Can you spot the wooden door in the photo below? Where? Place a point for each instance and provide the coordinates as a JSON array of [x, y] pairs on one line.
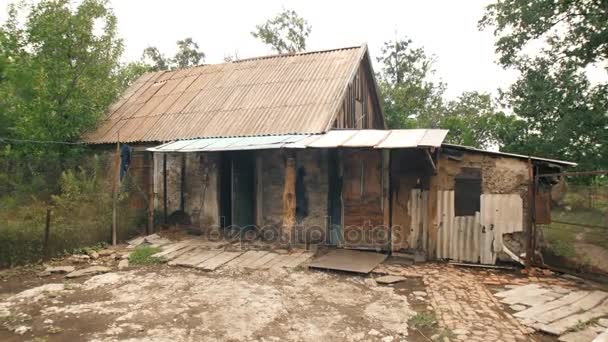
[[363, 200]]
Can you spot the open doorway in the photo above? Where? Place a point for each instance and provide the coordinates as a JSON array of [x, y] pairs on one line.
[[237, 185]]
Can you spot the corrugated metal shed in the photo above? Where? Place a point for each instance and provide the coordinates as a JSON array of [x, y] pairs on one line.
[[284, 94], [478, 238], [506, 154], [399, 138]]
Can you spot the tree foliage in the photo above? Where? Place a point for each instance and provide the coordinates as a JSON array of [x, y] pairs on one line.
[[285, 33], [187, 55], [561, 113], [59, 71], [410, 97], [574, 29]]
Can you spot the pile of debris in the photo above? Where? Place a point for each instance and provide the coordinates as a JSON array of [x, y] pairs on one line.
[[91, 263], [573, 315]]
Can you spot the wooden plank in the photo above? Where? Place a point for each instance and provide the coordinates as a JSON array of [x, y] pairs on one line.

******************************

Your instructions: Turn the lines above into a JSON list of strings with one string per line, skipping any blank lines. Leave the pictures out of the list.

Correct output:
[
  "Can you spot the wooden door in the photo below? Where? Place a point for each instance and provide the coordinates as a JSON array of [x, y] pairs on one line.",
  "[[363, 200]]",
  "Can you spot the open doorway in the photo above? Where? Place a point for each instance and provide the coordinates as a JSON array of [x, y] pairs on one line.",
  "[[237, 185]]",
  "Can you spot the corrugated metal shed in the photo above? Where? Place a point for each instance and provide the coordinates as a JSON array of [x, y] pairs on one line.",
  "[[284, 94], [478, 238], [506, 154], [399, 138]]",
  "Can you spot the tree foliage in the photo above? Where? Place a point for each instance and provide the coordinates as a JSON array of [x, y] pairs on one line.",
  "[[285, 33], [187, 55], [561, 113], [59, 71], [410, 97], [574, 29]]",
  "Can you spot the pile of debris in the photo above? Where? Place a point for each instance and provide the coordinates as a JSON array of [x, y] pairs on one line.",
  "[[91, 263], [573, 315]]",
  "Can you spot the wooden plank in the photo above? Where? Place a point for each instance and provide the coordinates as a JSON array of [x, y] pairs on one line."
]